**Stored records:**
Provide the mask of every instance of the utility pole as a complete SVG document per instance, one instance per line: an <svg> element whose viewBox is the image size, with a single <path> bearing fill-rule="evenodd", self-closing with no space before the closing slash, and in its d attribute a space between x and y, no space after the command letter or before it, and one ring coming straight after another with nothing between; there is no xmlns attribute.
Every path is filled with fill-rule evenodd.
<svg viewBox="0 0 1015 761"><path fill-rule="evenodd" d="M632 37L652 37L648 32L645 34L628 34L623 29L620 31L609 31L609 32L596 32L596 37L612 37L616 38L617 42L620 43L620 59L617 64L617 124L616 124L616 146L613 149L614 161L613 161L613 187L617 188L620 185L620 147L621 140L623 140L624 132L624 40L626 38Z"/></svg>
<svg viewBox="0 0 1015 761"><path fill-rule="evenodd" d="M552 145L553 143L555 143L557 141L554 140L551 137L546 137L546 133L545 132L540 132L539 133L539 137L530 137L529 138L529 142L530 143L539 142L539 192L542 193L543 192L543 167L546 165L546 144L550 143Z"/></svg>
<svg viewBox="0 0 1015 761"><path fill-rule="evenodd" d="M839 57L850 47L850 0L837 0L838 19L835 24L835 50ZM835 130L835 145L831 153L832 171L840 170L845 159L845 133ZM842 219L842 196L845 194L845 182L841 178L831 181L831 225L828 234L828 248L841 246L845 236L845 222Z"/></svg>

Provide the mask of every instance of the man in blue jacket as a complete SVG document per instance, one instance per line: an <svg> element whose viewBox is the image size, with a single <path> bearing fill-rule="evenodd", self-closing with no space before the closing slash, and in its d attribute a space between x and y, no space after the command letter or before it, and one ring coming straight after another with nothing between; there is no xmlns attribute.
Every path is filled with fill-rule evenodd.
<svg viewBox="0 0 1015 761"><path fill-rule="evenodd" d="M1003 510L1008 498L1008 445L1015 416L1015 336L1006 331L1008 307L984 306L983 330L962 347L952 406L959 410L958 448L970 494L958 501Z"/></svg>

**What to do:**
Give the listing from its first line up to and including the line containing "57L850 47L850 0L837" as a Markdown table with the columns Row and Line, leaving out blank lines.

**Exercise answer:**
| Row | Line |
|---|---|
| 1 | Provide the mask of every instance of the utility pole as a complete SVG document per instance, one instance per line: an <svg> element whose viewBox is the image size, with a single <path> bearing fill-rule="evenodd", self-closing with no space before the closing slash, and in its d attribute a space between x and y, no space after the command letter or before it, and one ring coming straight after another with nothing between; there is no xmlns attribute. |
| 2 | Every path is filled with fill-rule evenodd. |
| 3 | <svg viewBox="0 0 1015 761"><path fill-rule="evenodd" d="M632 37L652 37L648 32L645 34L628 34L623 29L620 31L609 31L609 32L596 32L596 37L612 37L616 38L617 42L620 43L620 59L617 64L617 124L616 124L616 146L613 149L614 161L613 161L613 187L617 188L620 185L620 147L621 140L623 140L624 132L624 40L626 38Z"/></svg> |
| 4 | <svg viewBox="0 0 1015 761"><path fill-rule="evenodd" d="M552 145L553 143L555 143L557 141L554 140L551 137L546 137L546 133L545 132L540 132L539 133L539 137L530 137L529 138L529 142L530 143L539 142L539 192L542 193L543 192L543 167L546 165L546 144L550 143Z"/></svg> |
| 5 | <svg viewBox="0 0 1015 761"><path fill-rule="evenodd" d="M839 57L850 47L850 0L837 0L838 19L835 24L835 50ZM835 130L835 145L831 153L832 171L840 170L845 159L845 133ZM842 219L842 196L845 194L845 182L841 178L831 181L831 225L828 234L828 248L841 246L845 236L845 222Z"/></svg> |